• _Текст_:
────────

Помню, Жорес и Аллеман всю вину за раскол возлагали на Плеханова.
— О, я знаю, что за нетерпимый человек этот Жорж Плеханов, — говорил Аллеман, — он из всякого пустяка готов принципиальную кампанию начинать.
Аллеман вообще больше всех заинтересовался нашими русскими делами, подробно о всём расспрашивал. Лафарг никак не мог понять, как мог Плеханов разойтись с Аксельродом и Засулич. (Ведь они такие были друзья!)
Общее же впечатление из беседы с французскими товарищами я вынес такое, что они никакого значения нашим делам не придают. Смотрят на нас, как на молодую чисто пропагандистскую партию, которой ещё очень далеко до действительного руководства массовым движением. «Ну что можете вы делать в этой тёмной, неграмотной России, — казалось, думали они, слушая нас. — У вас царит невероятный режим: нет парламента, нет союзов, нет свободной печати».

────────

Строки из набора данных
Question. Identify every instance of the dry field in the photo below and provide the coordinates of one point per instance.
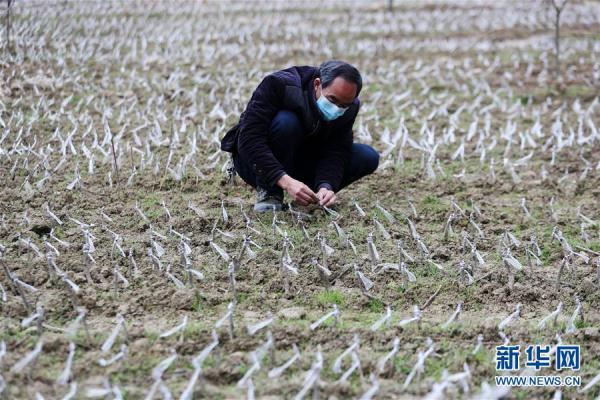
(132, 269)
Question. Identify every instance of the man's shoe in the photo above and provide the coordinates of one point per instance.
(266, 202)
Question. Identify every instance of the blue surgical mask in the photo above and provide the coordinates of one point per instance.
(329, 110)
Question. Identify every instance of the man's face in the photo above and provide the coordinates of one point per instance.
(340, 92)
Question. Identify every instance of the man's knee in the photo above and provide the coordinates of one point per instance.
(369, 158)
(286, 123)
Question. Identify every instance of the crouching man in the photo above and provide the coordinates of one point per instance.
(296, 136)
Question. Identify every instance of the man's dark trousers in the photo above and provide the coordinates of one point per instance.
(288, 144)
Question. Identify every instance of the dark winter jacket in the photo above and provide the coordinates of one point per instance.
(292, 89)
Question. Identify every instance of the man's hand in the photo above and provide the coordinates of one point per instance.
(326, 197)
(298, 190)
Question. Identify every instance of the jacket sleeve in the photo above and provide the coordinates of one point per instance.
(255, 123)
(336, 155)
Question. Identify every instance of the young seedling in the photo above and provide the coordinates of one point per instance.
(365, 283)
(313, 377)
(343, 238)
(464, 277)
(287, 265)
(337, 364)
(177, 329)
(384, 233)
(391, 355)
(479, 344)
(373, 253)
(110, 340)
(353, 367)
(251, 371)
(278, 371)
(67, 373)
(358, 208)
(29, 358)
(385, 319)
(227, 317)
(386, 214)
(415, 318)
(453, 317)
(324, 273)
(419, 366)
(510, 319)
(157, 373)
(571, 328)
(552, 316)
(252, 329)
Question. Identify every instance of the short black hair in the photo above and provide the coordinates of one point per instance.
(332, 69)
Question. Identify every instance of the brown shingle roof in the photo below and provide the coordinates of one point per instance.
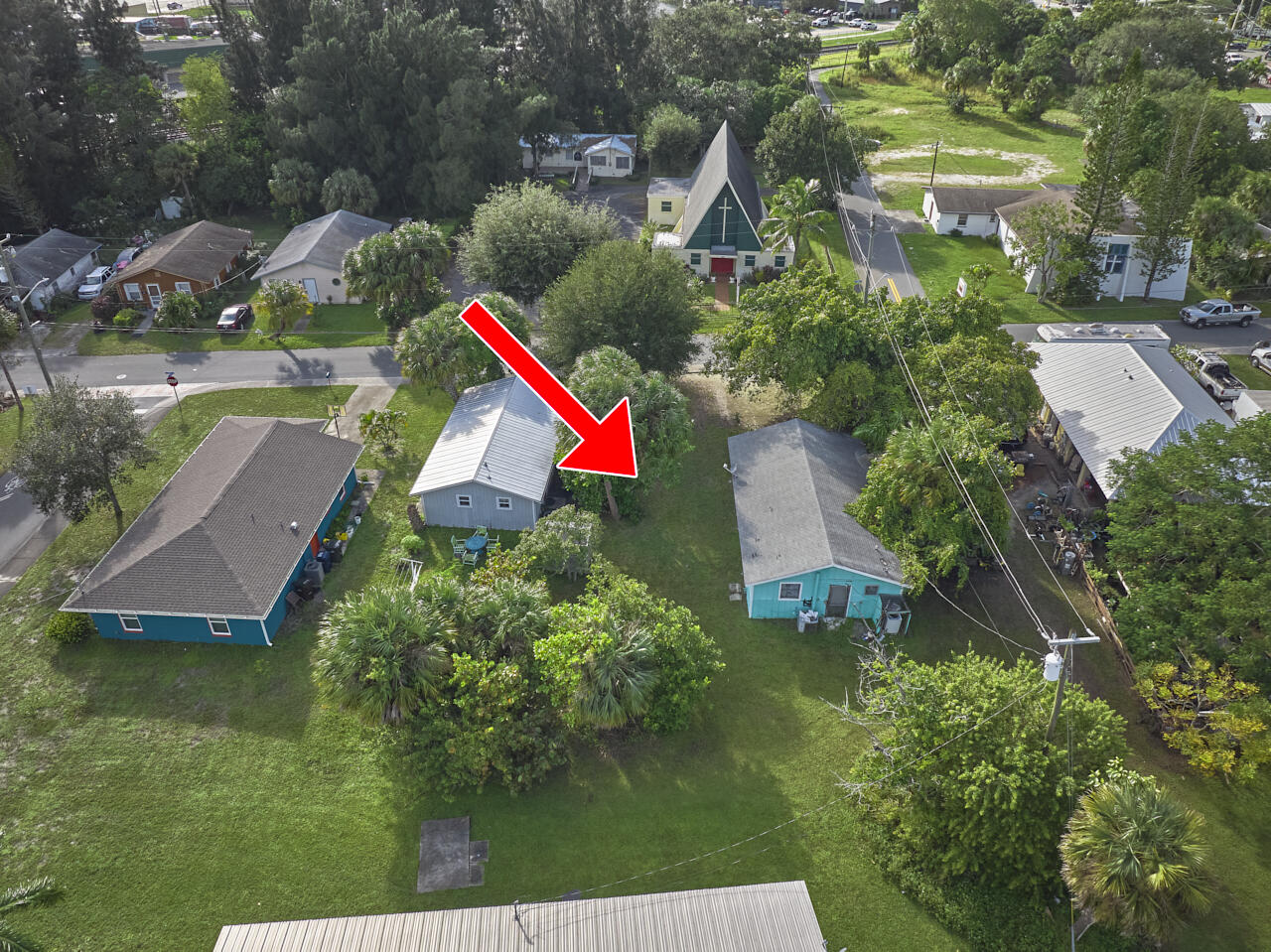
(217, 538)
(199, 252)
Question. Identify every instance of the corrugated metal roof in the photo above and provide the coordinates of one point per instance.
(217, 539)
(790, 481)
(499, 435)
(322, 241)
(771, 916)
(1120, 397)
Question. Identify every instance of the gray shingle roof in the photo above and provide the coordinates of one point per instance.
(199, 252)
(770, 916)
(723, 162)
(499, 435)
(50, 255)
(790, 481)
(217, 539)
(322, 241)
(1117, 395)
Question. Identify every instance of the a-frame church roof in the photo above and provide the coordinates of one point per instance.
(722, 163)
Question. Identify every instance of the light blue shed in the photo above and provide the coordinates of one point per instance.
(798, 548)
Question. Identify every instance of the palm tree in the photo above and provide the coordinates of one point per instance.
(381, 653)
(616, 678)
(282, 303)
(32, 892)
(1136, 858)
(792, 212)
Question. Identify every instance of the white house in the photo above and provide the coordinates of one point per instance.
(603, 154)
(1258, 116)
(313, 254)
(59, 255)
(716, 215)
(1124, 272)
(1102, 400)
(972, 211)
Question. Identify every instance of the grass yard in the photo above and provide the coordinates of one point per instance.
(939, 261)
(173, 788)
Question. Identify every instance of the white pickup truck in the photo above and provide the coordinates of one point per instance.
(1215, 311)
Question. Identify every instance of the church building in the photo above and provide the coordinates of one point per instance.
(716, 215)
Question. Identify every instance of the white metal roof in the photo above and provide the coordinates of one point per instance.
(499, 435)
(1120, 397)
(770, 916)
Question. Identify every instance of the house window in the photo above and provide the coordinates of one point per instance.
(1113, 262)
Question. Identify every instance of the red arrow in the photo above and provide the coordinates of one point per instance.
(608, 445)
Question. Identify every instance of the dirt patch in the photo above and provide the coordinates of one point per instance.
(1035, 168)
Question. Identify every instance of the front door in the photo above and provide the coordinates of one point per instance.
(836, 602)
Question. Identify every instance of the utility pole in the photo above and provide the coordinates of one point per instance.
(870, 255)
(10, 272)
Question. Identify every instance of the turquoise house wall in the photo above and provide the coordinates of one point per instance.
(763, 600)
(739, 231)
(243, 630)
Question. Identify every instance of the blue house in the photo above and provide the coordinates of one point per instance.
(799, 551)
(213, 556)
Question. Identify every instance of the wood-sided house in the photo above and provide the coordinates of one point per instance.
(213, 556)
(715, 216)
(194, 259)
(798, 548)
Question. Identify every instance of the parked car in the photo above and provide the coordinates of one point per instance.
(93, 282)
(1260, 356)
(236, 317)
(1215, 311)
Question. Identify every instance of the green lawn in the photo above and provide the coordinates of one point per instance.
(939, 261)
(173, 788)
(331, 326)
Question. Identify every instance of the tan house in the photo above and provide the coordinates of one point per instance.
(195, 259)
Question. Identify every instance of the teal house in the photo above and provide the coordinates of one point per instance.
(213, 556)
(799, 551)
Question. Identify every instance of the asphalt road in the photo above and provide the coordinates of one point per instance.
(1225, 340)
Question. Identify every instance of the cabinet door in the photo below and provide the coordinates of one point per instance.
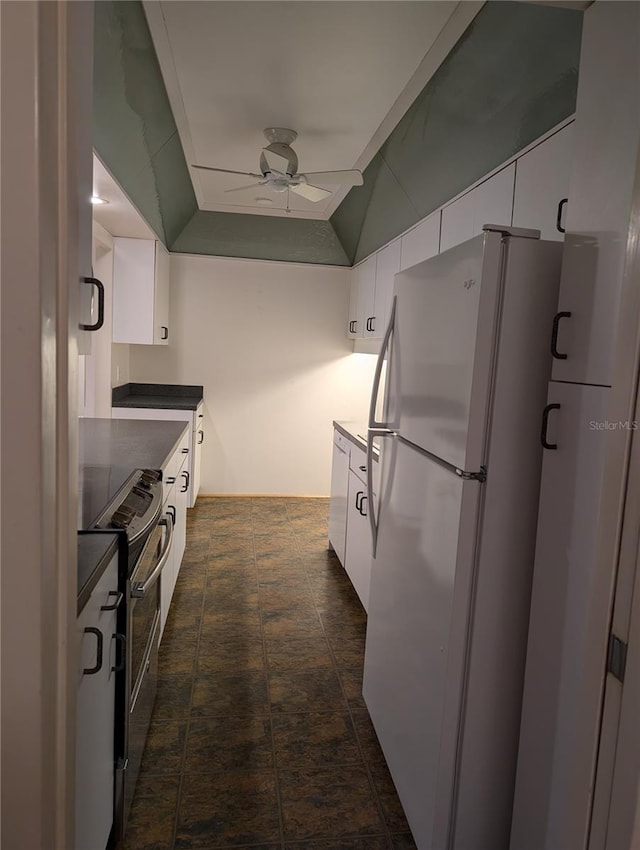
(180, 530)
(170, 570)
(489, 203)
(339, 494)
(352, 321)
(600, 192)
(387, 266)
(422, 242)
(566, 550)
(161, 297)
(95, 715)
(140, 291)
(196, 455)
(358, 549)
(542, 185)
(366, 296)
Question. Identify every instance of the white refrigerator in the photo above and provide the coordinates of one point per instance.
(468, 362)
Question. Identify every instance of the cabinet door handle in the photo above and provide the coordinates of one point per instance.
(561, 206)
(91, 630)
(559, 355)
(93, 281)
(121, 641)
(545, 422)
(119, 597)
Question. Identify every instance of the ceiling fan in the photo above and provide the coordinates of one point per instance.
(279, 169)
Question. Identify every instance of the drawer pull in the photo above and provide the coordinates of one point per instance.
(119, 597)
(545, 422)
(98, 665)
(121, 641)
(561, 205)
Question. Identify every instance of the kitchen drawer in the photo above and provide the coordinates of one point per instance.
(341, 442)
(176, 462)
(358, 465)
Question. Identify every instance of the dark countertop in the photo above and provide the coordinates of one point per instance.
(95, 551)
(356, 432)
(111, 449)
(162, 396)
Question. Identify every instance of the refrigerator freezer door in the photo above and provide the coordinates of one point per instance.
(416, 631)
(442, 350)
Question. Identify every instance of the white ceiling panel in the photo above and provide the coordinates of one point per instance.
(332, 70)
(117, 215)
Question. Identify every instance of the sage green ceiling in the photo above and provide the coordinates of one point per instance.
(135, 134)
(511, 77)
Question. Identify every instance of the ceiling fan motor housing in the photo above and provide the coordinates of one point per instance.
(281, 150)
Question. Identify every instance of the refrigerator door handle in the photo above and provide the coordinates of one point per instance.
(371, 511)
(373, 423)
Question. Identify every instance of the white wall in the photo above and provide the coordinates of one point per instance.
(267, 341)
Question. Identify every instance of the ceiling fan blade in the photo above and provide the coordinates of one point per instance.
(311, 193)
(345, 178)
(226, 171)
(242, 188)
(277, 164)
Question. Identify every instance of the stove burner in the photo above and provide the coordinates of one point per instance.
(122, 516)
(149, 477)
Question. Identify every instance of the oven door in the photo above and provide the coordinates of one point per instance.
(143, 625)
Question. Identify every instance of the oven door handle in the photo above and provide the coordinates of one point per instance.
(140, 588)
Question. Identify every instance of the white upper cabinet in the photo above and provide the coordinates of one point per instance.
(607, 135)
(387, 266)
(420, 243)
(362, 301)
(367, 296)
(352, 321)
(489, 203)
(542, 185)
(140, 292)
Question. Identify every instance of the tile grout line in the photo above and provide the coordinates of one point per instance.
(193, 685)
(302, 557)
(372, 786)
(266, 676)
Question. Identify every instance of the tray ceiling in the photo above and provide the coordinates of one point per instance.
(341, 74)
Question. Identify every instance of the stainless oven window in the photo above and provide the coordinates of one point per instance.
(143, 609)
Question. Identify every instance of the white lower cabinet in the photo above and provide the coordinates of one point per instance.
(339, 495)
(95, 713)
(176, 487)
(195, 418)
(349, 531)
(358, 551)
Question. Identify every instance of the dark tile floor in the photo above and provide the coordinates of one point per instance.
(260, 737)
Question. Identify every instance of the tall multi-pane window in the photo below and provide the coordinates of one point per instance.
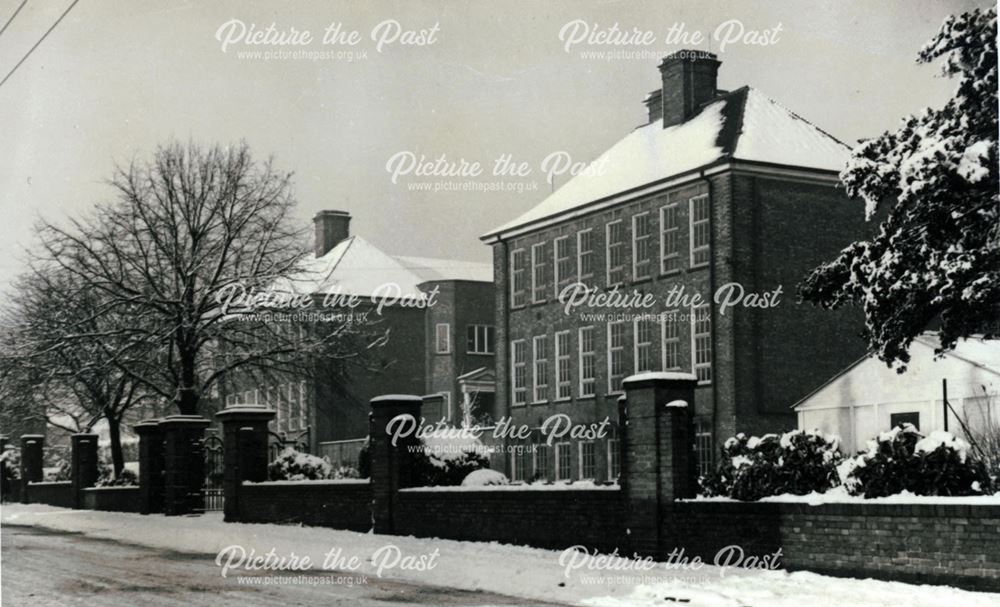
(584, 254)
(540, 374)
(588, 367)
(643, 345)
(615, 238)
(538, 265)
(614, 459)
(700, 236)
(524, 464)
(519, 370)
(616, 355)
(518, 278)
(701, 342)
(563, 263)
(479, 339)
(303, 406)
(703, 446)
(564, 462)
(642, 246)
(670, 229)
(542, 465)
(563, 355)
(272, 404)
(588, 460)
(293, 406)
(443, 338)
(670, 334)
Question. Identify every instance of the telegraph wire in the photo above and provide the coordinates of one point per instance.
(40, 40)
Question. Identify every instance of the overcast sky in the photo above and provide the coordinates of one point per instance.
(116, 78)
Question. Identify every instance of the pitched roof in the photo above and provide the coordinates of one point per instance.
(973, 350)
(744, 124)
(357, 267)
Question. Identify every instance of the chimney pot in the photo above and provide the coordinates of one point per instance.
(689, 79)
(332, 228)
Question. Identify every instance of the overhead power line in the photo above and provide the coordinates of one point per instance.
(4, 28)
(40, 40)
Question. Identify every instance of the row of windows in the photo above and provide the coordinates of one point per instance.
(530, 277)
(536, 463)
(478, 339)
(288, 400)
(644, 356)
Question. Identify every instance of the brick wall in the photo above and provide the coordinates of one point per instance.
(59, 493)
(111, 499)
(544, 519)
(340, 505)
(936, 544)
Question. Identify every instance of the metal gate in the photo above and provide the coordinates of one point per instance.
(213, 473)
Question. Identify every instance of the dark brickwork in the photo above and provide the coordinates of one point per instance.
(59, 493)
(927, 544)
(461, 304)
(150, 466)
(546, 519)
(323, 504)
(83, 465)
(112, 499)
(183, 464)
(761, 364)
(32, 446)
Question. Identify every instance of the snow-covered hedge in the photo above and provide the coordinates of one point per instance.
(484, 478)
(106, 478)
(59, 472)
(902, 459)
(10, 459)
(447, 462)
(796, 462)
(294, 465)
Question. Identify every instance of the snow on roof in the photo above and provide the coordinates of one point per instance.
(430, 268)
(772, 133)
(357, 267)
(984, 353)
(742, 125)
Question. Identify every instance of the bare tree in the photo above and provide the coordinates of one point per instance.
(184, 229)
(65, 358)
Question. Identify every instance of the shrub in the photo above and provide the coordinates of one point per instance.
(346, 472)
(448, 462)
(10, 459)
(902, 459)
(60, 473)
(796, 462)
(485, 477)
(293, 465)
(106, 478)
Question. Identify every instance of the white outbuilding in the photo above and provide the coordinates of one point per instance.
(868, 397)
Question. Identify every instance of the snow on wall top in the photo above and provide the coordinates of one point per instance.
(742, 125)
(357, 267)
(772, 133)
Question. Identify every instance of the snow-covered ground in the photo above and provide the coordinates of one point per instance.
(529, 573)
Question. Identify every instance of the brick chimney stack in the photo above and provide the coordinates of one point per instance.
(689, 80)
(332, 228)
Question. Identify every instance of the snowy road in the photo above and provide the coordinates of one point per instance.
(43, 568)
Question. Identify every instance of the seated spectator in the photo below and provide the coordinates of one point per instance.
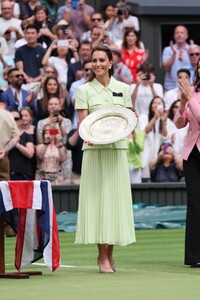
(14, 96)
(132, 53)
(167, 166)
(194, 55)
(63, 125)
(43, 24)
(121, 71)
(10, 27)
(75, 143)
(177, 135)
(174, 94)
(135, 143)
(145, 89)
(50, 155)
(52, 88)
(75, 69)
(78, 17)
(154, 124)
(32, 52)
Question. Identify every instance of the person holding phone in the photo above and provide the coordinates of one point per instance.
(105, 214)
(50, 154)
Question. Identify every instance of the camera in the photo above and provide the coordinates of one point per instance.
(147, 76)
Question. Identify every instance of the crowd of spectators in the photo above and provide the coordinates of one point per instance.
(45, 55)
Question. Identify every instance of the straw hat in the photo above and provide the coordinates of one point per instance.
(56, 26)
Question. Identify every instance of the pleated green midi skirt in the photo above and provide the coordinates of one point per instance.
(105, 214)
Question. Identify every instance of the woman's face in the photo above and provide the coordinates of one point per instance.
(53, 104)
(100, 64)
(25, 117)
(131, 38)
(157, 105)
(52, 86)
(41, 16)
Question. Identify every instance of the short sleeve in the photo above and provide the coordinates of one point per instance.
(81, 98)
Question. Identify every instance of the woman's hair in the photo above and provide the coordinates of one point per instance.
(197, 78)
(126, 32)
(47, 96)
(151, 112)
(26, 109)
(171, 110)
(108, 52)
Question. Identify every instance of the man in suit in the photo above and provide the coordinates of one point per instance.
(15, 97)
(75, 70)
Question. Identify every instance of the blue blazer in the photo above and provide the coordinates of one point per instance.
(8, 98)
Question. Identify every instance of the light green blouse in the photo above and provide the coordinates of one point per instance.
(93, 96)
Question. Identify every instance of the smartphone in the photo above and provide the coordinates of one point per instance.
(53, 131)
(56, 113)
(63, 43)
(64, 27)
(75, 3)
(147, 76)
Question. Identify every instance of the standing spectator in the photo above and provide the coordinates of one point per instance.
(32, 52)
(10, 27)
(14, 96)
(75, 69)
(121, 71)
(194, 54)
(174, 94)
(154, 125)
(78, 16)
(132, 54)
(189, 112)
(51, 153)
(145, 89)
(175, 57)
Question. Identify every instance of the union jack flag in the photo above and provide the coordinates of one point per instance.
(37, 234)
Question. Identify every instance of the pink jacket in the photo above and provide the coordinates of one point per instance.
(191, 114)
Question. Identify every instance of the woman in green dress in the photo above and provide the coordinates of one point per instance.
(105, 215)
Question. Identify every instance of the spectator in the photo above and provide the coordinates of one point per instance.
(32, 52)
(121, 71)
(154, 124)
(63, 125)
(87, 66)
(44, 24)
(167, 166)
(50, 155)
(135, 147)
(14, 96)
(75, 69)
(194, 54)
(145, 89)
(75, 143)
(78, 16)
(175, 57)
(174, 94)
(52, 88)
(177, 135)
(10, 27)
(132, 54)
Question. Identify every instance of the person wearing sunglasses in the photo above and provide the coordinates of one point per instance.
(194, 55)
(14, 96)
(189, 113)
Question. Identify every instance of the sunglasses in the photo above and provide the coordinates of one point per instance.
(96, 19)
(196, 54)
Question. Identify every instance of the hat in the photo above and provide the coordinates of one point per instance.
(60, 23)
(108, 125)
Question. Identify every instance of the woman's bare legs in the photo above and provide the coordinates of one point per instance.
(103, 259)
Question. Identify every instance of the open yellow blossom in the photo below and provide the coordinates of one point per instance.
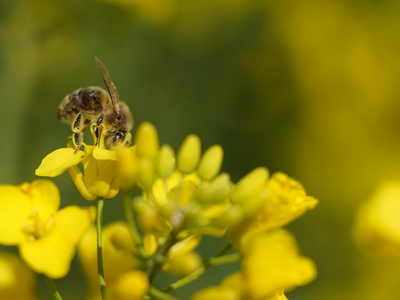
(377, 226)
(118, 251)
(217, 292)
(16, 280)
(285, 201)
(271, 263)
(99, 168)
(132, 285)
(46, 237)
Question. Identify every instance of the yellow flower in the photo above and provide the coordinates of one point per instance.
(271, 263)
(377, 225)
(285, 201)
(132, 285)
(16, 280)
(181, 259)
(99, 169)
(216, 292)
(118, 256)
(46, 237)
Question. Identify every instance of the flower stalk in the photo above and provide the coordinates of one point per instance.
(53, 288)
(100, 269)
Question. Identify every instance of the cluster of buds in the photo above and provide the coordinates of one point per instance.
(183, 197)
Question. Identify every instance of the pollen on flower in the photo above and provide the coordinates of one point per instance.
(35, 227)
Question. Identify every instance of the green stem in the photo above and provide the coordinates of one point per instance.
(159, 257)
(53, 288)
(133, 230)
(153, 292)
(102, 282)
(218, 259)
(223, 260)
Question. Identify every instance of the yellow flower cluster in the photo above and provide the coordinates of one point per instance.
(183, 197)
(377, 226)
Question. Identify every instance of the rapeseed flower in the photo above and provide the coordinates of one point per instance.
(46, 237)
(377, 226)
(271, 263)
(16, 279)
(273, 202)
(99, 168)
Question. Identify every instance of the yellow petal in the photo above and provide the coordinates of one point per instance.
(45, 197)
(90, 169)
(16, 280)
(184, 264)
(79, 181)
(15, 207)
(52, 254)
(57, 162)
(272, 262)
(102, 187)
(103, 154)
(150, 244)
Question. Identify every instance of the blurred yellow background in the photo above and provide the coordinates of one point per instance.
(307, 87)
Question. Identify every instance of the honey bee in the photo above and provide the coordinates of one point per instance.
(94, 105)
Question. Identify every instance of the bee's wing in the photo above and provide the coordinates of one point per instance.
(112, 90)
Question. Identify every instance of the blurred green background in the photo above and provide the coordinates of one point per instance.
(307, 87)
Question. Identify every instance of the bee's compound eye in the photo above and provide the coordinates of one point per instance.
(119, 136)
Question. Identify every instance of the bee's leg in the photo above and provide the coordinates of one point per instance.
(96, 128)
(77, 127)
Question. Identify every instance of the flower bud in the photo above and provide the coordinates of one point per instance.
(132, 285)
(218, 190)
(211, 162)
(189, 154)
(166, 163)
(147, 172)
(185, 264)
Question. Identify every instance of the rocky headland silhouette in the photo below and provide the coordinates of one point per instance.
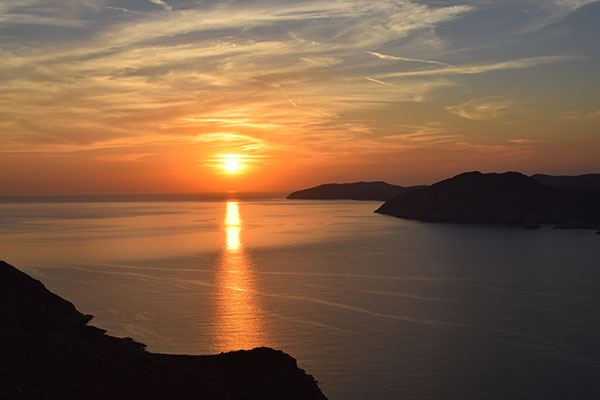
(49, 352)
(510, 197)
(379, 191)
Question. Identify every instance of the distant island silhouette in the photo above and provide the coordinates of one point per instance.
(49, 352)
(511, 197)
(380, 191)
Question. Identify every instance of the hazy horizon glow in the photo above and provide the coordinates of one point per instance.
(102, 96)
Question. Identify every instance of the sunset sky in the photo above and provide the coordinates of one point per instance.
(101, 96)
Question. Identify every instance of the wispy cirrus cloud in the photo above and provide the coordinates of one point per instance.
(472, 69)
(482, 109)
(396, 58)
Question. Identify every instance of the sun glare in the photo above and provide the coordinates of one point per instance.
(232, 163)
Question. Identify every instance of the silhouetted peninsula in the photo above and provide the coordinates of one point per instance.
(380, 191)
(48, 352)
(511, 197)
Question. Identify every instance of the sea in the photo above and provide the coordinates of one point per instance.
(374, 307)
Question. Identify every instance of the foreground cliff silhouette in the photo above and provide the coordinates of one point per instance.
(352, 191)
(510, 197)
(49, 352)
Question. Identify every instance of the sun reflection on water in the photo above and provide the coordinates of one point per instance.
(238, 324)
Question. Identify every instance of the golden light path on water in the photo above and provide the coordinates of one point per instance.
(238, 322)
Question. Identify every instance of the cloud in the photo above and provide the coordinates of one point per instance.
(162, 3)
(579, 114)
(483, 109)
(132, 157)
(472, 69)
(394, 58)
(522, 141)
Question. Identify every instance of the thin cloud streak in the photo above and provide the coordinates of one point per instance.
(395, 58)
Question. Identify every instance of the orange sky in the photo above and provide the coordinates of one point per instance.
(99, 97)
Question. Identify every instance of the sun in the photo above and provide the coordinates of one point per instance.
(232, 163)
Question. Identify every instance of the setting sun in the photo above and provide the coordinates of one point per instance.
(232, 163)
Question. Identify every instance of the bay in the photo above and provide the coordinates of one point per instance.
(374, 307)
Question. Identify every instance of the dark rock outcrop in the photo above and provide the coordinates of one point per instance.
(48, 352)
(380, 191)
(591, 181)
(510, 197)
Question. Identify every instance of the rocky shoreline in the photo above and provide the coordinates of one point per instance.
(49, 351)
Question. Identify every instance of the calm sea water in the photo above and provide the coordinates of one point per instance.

────────

• _Задания_:
1. Воспроизведите без изменений фрагмент текста о беседе с французскими товарищами, начиная со слов «Аллеман вообще больше» и заканчивая словами «такие были друзья!)».
2. Сколько строк листинга содержат слово «light»? Регистр букв учитывается, в ответе укажите только число.
Текст и листинг взяты из разных источников.

• _Ответы по заданиям_:
1.
Аллеман вообще больше всех заинтересовался нашими русскими делами, подробно о всём расспрашивал. Лафарг никак не мог понять, как мог Плеханов разойтись с Аксельродом и Засулич. (Ведь они такие были друзья!)

2. 3